(Supplied passage begins)

It’s been over a year now since the Dodd-Frank whistleblower provisions went into effect, and they seem to be proving themselves hugely effective. In 2012 alone, the Securities & Exchange Commission (SEC) received over 3,000 whistleblower tips, including 115 that were FCPA-related. In August, the SEC made its first payout of nearly $50,000 to a tipster who reported fraud by his employer.
Many companies are responding by redoubling their efforts to encourage internal reporting. But nurturing a strong internal disclosure program is something of an art, requiring a certain level of sensitivity to balance both the interests of the company and the interests of the individual. While some disclosures are frivolous and malicious, others, that may be substantial, can become lost or forgotten in piles of paperwork. We’ve listed here some tips to help those developing in-house disclosure programs maximize the number of employees reporting problems internally before they seek outside help:
- Announce the program widely. Are employees properly informed about how and when they can report issues? It’s amazing how many may not even know that an internal disclosure program exists. Companies can take proactive steps by emailing employees, posting signs around common areas and placing information in newsletters. One company, for example, even distributes wallet-sized information cards for all of their employees.
- Invite discussion. Managing the growing risk that an employee would first go to the authorities begins with the ability to talk openly about the subject. Many employees probably will not be aware of the fact, for example, that voluntary participation in an internal compliance and reporting system will be counted as a factor that can actually increase the amount of a whistleblower award should the SEC later become involved. Posting lists of frequently asked questions and periodically holding question and answer forums will save the company time and money later on.
- Make reporting easy. A hotline for employees to come forward with information is a first step, but companies should also ensure that the hotline is easy to use. Is it available to employees outside of work hours and in different time zones? Is it accessible to employees who don’t speak English? Companies are also embracing advances in technology to allow employees to contact them through other forms of communication, including by email, in online discussion forums or even by mobile app.
- Make reporting available to everyone. Information about an internal issue need not necessarily come from an employee, and companies are increasingly opening up avenues of communication to persons outside of the company such as customers, agents and vendors. Remember, the important thing is not who is reporting the wrongdoing, but what is being reported. And given that companiesare increasingly liable for the activities of third-parties, making reporting programs available to these outside persons will only become more important with time.
- Eliminate obstacles such as fear of retaliation and ostracism. Make it clear that there is zero tolerance for retaliation against those that come forward internally in good faith. This can be re-emphasized during training sessions and can be supported by procedures that protect the confidentiality and anonymity of the individual. Some offer psychological counseling to employees who report, and most programs at least assure employees that their jobs will remain secure after an internal investigation.

(Supplied passage ends)
(Data to examine begins)

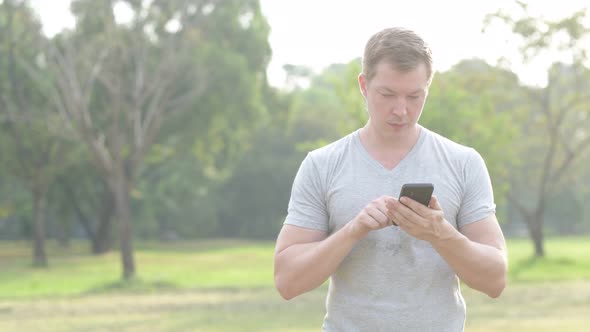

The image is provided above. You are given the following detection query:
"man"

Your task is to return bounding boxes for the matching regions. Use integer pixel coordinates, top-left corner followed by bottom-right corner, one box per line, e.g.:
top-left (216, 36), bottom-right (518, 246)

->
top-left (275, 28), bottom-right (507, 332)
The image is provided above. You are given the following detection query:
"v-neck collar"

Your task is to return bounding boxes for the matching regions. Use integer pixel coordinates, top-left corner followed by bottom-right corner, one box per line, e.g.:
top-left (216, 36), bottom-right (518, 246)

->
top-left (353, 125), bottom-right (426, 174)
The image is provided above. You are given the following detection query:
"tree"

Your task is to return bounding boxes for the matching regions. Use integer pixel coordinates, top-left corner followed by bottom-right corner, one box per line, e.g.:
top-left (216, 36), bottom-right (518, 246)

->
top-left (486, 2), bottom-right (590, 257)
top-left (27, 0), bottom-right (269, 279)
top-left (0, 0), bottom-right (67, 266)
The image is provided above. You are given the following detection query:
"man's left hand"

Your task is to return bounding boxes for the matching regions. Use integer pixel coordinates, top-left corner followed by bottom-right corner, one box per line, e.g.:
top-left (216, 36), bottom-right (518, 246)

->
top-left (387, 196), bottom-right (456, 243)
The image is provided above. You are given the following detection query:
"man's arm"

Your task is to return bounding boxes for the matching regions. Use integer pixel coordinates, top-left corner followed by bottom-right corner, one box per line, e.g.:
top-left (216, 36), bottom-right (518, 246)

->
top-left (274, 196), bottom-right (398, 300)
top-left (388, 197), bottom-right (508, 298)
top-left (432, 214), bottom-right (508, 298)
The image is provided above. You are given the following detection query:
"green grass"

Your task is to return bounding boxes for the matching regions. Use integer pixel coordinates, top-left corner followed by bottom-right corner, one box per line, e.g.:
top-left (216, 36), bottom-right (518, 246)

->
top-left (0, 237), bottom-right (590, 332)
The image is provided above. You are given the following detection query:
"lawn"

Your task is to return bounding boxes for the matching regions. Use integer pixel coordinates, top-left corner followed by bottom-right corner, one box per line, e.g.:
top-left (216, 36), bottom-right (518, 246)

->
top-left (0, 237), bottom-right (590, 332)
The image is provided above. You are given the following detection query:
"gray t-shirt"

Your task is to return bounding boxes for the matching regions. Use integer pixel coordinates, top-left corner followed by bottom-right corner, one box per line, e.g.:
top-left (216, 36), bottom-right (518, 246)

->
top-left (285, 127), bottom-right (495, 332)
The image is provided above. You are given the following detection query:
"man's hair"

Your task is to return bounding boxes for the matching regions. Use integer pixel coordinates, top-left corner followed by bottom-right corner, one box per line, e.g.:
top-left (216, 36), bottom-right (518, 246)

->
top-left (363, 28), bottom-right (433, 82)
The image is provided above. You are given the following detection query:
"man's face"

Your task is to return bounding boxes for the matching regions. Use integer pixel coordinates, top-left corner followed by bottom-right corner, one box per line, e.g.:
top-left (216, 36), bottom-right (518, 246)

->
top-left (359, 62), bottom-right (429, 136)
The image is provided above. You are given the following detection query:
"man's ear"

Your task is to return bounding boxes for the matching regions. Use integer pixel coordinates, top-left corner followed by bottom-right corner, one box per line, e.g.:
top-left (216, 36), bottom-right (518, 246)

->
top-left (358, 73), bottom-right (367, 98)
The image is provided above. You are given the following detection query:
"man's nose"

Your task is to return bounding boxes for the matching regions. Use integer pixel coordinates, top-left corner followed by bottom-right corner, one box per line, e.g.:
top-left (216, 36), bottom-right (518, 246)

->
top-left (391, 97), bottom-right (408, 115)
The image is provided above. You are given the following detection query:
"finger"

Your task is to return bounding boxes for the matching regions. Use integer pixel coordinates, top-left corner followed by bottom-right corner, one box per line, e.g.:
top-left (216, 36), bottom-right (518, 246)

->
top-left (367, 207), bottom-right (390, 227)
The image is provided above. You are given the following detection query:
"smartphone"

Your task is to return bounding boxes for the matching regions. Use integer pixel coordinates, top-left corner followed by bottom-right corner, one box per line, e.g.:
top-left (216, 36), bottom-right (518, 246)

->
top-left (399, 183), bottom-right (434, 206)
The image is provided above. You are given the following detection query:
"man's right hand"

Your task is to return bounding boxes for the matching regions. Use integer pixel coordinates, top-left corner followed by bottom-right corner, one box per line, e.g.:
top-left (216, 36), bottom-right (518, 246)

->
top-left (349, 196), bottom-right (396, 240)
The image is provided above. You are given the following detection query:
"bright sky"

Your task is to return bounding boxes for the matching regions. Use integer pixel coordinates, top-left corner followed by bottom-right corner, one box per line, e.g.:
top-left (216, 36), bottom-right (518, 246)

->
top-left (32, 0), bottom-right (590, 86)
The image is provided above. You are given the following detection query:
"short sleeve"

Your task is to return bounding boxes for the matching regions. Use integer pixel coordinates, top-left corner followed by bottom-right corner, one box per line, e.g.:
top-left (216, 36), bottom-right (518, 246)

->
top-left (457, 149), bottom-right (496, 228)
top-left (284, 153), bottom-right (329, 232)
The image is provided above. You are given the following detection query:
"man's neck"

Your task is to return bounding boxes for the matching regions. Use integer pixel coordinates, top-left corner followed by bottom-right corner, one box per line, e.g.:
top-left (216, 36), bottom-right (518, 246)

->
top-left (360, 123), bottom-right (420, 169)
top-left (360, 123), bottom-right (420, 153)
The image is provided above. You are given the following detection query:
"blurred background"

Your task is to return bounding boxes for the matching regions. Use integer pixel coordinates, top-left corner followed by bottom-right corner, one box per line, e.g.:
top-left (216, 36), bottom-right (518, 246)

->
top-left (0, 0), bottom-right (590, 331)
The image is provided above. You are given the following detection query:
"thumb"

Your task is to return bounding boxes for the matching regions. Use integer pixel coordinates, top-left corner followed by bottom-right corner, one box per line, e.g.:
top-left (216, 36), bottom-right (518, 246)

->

(Data to examine ends)

Required tasks
**a)** According to the passage on internal whistleblower programs, how many of the SEC's 2012 whistleblower tips were FCPA-related?
**b)** Go on with the passage on internal whistleblower programs, picking up after its final sentence.
The rows play no part in what follows.

Answers for each item
**a)** 115 of them were FCPA-related.

**b)**
- Be aware of cultural differences. A good compliance program should take into consideration cultural biases that may inhibit employees from reporting issues against their employers. In translating policies and procedures between languages, for example, some companies are choosing their words carefully in order to avoid loaded or pejorative words like “informant” or “collaborator” in favor of more neutral ones. In places where reporting may carry a very heavy cultural stigma, companies may forego procedures where the identity of the employee is made available on a confidential basis for follow-up and choose to make reporting completely anonymous.
- Observe a necessary level of formality. It is key to leave as much of a paper-trail as possible during an investigation. Not only will this be important should the problem escalate at some future point, but it will also enable you to monitor reports and track them over time. You may, for example, be interested in both the quantity of internal disclosures in a given year as well as the quality of the response to each reported incident. Credible claims should quickly flow up the reporting chain to reach appropriate personnel.
- Always be professional. During the investigation, in-house counsel should observe all rules of professional ethics, especially those concerning joint representation, potential conflicts of interest, and, should the need arise, communications with represented persons. Things to avoid include interviewing multiple witnesses at once, aggressively promoting exculpatory evidence, and blaming lower-level employees. Remember, the purpose of the initial investigation is to gain information, not to pass judgments. If the employee goes to the SEC, it is unlawful for anyone to interfere with that person’s efforts to communicate with the SEC.
In the end, an internal reporting system is only as strong as the company’s compliance culture. We were again reminded of this just last month when a former compliance officer at Siemens AG sued the company in federal court for wrongful termination based on accusations that the company had fired him after he tried to expose a bribery scheme involving medical equipment sales in China. Since 2008, after pleading guilty to various FCPA violations, Siemens AG has spent large amounts of money to put in place an expansive compliance program meant to avoid such scenarios from ever happening again. And while it’s yet unknown whether the accusations against Siemens are true, the mere fact that they exist has already brought negative media attention back to the company.
Simply put, companies are learning that it’s in their own best interest to deal with compliance issues in an appropriate manner in-house rather than face the alternative: receiving a telephone call from an outside lawyer, or worse, the SEC.